Identify every line in the data below that contains the word "window", and copy each such line in full. Case counts.

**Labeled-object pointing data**
┄┄┄┄┄┄┄┄┄┄┄┄┄┄┄┄┄┄┄┄

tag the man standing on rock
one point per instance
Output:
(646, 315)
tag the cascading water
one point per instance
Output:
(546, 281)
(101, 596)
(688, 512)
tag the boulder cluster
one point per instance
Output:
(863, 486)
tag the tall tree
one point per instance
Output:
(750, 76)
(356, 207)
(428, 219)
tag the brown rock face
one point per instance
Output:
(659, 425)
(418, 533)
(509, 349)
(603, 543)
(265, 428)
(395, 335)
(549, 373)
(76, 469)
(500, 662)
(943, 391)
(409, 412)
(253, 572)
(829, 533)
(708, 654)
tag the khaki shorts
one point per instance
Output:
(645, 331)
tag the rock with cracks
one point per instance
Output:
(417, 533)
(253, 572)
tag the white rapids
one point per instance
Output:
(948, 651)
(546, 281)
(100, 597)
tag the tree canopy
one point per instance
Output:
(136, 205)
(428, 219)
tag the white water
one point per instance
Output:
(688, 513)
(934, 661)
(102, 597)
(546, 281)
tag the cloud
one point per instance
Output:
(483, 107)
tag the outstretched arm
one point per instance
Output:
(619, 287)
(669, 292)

┄┄┄┄┄┄┄┄┄┄┄┄┄┄┄┄┄┄┄┄

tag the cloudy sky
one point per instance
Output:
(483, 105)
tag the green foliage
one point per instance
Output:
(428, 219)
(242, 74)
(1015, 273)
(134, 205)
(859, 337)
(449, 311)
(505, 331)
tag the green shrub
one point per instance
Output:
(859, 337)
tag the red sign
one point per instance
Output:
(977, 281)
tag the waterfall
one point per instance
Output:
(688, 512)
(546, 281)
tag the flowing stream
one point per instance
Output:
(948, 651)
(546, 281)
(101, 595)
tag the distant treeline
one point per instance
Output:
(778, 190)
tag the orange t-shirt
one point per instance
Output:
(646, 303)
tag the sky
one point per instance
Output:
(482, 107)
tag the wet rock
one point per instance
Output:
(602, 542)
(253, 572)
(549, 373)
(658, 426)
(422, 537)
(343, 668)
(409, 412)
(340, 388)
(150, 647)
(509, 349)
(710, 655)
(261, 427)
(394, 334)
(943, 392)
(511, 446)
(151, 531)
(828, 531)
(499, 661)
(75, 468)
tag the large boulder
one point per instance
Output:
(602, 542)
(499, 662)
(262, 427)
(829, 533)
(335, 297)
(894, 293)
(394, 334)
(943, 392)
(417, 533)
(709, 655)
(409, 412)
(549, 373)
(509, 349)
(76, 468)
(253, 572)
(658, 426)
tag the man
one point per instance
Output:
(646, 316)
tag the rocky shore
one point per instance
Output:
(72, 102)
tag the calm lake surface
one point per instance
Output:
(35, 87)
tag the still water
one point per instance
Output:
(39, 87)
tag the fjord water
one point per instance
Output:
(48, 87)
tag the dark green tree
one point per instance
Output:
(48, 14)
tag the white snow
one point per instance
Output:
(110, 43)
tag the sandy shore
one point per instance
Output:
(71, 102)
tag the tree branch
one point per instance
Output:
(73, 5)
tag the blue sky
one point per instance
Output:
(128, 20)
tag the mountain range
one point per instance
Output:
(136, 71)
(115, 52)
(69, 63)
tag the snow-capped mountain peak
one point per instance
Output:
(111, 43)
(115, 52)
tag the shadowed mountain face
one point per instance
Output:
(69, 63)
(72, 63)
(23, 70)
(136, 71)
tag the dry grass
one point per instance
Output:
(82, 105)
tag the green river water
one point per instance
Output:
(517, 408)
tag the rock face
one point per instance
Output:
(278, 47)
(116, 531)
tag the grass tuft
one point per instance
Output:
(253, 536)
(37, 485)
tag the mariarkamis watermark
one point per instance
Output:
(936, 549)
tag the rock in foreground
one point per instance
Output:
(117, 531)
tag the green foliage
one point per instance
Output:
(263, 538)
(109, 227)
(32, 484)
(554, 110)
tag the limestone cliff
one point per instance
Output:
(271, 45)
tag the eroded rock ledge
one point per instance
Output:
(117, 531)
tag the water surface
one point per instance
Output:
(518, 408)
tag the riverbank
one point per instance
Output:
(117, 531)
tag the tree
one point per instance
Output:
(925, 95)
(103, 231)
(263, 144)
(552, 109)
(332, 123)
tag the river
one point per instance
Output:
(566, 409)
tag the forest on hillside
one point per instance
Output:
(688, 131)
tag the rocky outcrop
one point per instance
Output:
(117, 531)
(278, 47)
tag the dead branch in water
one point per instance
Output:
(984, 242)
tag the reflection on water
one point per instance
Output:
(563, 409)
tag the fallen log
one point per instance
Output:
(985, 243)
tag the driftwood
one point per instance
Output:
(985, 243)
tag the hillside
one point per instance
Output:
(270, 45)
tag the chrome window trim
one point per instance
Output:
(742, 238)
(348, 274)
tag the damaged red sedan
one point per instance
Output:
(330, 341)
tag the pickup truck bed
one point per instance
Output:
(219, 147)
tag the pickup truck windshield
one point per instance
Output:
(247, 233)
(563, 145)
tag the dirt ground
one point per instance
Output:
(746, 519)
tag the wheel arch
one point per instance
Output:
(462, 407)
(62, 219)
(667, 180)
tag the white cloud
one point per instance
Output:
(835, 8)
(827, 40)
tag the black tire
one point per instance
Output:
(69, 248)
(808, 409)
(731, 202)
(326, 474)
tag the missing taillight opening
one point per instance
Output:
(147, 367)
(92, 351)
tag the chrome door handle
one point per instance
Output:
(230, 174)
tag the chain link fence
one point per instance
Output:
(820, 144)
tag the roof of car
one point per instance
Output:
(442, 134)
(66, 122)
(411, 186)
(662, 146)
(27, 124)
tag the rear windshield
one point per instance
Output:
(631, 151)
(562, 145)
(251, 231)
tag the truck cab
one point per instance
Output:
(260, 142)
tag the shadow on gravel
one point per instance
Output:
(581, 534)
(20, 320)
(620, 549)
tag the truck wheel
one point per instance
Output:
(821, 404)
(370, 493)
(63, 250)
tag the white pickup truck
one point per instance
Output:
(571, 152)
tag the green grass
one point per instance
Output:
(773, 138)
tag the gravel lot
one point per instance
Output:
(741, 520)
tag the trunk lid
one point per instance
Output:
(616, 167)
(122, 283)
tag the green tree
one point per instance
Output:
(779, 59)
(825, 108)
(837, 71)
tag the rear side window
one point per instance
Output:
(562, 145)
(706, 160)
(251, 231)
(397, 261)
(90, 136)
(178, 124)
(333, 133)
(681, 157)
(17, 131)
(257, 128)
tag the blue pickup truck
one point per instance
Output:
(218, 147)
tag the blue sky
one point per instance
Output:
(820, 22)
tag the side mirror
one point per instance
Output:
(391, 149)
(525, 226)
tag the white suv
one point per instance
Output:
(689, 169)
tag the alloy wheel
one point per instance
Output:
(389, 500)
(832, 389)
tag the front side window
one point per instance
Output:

┄┄┄┄┄┄┄┄┄┄┄┄┄┄┄┄┄┄┄┄

**The output**
tag the chrome window trim
tag the rear side window
tag the front side window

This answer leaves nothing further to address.